§ WHAT IS REQUIRED: Copy out the data below word for word, starting at the line containing "hillside you can find." and ending at the line containing "[4,91,568,277]", with both of those lines included.

▼

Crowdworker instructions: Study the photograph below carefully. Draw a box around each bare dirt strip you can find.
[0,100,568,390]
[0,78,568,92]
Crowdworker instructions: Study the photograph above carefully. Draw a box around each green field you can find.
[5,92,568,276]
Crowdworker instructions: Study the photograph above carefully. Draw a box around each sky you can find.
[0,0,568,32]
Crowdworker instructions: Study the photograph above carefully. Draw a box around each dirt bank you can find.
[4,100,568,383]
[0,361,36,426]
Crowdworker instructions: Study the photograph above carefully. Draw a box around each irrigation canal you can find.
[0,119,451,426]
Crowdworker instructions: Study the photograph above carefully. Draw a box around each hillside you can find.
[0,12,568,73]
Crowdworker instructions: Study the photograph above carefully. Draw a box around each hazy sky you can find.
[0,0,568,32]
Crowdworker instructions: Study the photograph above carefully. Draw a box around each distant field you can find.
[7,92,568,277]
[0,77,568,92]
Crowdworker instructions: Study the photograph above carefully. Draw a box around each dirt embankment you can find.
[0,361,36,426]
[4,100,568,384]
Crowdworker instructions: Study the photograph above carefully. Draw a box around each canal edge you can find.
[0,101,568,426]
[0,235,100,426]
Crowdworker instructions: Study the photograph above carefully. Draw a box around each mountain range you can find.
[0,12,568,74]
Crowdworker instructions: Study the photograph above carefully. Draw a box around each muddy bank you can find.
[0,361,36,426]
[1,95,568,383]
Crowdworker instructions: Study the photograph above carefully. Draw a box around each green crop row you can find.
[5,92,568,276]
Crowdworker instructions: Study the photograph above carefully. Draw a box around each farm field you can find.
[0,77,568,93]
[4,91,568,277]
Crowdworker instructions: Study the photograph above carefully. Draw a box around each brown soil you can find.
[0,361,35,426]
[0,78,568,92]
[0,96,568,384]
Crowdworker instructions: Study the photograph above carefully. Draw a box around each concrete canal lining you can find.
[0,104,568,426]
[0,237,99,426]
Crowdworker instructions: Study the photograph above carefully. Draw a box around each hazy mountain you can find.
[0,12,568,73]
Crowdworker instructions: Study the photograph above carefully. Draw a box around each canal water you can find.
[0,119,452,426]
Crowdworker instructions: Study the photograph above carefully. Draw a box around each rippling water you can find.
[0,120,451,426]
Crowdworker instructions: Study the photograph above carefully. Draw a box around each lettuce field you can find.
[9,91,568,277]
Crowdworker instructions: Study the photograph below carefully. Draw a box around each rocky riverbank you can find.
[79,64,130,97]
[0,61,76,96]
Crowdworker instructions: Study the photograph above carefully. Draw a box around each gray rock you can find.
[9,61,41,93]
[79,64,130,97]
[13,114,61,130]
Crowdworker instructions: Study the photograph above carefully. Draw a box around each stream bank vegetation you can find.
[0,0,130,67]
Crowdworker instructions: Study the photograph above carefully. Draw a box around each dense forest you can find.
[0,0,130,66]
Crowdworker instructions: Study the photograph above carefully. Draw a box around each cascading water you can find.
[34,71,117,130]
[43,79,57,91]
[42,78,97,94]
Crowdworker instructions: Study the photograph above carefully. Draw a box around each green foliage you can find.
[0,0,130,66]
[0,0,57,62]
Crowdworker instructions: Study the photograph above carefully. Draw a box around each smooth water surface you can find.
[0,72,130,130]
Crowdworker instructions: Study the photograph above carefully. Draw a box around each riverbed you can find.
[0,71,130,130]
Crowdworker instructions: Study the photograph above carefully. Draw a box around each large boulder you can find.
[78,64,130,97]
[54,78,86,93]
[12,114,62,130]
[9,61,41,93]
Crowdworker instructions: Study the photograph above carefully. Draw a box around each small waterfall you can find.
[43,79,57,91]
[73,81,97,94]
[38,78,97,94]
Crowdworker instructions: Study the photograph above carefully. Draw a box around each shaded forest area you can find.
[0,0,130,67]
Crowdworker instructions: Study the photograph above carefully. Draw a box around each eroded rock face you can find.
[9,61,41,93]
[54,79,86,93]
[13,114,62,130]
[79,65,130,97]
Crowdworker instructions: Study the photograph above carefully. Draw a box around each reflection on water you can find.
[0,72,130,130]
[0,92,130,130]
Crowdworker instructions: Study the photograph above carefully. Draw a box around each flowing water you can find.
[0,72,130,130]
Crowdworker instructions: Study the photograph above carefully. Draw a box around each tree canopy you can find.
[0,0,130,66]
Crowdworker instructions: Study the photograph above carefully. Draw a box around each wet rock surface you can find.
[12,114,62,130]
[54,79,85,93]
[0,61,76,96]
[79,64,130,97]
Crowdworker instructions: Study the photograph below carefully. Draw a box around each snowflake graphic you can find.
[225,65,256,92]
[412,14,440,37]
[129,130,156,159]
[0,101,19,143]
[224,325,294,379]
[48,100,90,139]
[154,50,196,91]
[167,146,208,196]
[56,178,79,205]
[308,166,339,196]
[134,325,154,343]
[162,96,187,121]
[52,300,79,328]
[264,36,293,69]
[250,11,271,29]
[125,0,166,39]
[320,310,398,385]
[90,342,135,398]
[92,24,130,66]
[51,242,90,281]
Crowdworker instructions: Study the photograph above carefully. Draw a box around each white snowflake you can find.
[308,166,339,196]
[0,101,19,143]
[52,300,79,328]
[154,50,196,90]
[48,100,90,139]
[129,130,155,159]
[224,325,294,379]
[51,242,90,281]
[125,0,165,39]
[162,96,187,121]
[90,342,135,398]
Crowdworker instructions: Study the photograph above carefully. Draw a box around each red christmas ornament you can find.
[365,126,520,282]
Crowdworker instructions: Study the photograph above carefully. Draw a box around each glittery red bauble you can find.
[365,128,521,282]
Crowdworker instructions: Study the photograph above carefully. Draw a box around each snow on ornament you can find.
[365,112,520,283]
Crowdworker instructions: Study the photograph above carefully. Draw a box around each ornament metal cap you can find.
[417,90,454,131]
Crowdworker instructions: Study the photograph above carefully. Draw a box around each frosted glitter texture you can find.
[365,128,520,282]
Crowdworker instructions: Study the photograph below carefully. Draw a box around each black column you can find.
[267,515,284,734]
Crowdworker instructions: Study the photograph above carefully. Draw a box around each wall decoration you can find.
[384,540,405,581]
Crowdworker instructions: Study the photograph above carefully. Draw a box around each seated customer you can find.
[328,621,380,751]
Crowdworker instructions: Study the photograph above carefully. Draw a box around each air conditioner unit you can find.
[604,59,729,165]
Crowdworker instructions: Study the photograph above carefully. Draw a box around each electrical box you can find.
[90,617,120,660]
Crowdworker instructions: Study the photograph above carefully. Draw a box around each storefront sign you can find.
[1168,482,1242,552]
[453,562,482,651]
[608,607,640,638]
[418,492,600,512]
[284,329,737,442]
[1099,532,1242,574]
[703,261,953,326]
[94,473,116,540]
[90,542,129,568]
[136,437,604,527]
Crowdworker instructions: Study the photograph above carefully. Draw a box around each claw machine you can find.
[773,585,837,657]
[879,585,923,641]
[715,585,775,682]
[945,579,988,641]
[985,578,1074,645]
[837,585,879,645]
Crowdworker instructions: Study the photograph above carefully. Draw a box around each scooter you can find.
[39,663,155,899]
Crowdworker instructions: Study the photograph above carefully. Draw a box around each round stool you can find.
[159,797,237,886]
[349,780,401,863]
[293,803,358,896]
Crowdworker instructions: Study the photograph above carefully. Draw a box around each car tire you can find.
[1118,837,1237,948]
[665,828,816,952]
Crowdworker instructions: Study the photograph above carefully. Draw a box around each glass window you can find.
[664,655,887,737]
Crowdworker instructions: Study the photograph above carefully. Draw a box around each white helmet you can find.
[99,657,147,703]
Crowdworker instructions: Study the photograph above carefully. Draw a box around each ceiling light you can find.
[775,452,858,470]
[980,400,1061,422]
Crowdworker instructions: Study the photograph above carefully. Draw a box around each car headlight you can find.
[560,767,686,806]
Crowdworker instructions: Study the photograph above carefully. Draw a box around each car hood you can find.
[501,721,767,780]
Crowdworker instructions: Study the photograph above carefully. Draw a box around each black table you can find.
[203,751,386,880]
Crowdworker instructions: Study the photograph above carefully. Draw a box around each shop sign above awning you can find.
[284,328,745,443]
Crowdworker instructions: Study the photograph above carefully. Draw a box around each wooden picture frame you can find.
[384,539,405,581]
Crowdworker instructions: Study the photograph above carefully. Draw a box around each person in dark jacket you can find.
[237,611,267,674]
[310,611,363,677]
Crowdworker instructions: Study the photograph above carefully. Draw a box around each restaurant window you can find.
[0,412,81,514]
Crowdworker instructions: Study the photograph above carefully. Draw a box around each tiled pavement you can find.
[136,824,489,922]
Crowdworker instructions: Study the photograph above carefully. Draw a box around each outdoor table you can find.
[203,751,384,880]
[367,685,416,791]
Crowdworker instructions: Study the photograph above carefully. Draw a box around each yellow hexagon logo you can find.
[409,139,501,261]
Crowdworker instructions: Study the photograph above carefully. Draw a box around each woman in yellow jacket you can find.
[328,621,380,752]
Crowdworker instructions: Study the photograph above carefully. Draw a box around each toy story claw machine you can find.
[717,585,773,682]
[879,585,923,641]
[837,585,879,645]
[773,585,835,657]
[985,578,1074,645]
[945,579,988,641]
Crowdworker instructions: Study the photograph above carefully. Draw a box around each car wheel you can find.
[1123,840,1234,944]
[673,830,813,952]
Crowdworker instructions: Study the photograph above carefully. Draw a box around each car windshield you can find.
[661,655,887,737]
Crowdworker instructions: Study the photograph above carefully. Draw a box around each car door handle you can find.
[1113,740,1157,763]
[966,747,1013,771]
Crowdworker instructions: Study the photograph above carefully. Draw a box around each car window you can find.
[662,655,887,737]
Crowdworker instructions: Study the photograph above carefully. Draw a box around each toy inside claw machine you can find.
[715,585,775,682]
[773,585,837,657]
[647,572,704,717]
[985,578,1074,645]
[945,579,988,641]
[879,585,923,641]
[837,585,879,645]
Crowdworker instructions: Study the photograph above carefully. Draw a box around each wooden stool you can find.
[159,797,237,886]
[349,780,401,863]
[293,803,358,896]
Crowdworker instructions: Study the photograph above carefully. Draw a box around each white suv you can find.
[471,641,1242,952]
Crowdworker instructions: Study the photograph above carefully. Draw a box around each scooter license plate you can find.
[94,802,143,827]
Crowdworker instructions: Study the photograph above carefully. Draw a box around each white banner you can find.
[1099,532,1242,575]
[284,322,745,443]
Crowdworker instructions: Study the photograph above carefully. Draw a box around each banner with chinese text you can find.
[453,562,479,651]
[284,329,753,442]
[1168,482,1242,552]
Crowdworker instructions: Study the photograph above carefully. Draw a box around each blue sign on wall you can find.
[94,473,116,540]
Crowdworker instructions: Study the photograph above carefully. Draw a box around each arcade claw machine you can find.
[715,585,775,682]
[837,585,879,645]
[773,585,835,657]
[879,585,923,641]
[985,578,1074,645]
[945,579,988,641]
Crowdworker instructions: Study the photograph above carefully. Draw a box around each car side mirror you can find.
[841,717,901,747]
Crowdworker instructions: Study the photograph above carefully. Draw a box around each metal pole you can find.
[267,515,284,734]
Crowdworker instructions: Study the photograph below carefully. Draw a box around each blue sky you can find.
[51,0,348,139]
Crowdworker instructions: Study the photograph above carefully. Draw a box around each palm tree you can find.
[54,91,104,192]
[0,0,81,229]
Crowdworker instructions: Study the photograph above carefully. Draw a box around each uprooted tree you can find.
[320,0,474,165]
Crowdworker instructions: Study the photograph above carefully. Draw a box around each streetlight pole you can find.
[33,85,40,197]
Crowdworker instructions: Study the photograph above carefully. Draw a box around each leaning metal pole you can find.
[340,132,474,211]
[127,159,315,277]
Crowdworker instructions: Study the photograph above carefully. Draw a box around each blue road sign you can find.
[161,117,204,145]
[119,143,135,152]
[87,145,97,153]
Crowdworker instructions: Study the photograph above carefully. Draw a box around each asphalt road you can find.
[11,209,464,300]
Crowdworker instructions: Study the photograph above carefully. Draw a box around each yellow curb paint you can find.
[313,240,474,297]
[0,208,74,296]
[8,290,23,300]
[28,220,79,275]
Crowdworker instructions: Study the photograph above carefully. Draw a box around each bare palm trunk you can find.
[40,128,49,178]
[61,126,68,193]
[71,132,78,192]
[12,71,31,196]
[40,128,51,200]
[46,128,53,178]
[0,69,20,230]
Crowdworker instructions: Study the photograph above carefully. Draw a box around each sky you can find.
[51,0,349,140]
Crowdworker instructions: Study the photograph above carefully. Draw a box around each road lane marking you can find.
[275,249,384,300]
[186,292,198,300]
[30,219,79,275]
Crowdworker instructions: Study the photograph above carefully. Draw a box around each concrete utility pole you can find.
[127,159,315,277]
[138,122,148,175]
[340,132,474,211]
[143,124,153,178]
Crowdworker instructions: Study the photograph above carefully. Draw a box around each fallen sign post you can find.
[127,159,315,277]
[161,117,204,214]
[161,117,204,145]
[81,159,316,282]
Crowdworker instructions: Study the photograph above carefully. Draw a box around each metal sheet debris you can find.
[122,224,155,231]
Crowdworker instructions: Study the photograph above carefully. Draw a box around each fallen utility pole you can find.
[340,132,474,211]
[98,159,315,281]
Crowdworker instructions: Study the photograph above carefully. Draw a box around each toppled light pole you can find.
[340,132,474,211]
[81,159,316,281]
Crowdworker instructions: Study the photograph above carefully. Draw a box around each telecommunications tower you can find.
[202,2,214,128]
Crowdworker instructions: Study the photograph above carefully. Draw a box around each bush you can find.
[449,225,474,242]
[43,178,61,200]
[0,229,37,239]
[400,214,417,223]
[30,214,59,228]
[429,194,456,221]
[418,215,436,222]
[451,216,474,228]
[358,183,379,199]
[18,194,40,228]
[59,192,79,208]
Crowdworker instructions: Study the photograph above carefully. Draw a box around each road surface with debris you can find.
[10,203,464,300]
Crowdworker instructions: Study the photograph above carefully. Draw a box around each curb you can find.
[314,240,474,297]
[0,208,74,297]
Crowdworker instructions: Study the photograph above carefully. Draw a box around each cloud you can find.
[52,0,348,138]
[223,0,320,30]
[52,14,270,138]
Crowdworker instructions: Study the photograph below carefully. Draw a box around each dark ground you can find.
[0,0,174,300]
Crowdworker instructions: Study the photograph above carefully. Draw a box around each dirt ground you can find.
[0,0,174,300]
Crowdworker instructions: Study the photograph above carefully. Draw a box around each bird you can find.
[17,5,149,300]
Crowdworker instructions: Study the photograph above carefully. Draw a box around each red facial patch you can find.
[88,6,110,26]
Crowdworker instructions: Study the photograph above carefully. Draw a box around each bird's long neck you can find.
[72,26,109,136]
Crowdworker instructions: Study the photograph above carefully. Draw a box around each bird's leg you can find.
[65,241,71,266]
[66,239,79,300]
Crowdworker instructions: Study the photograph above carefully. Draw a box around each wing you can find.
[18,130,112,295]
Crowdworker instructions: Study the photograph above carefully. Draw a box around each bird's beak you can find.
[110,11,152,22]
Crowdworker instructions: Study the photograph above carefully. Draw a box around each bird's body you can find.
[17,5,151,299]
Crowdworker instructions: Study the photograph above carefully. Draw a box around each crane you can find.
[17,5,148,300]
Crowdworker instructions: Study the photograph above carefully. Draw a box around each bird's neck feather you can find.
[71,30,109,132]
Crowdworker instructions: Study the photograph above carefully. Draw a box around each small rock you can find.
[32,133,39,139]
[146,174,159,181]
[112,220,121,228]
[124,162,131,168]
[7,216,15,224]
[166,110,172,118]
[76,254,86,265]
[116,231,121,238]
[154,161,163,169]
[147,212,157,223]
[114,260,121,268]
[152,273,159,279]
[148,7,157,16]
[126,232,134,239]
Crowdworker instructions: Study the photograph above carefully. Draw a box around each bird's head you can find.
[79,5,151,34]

▲

§ COMPLETED EXERCISE:
Crowdworker instructions: Study the photograph above carefully. Draw a box around each hillside you can find.
[0,12,568,73]
Crowdworker instructions: Study the photograph above carefully. Draw a box around each hazy sky you can find.
[0,0,568,32]
Crowdworker instructions: Study the photograph above carefully. Draw a box around each distant field you can find.
[7,92,568,277]
[0,77,568,92]
Crowdworker instructions: Study the photograph above carefully. Draw a box around each dirt embankment you can find.
[0,361,36,426]
[4,100,568,384]
Crowdworker instructions: Study the photograph above carefully. Draw a box around each canal edge you can find.
[0,101,568,426]
[0,235,100,426]
Crowdworker instructions: Study the photograph above carefully. Draw a box around each mountain range you can find.
[0,12,568,74]
Crowdworker instructions: Study the photograph above carefully. Draw a box around each muddy bank you can find.
[0,361,36,426]
[1,95,568,383]
Crowdworker instructions: Study the photograph above carefully. Draw a box around each green crop row you can find.
[5,92,568,276]
Crowdworker instructions: Study the photograph above carefully. Draw a box around each farm field you can find.
[0,77,568,93]
[4,91,568,277]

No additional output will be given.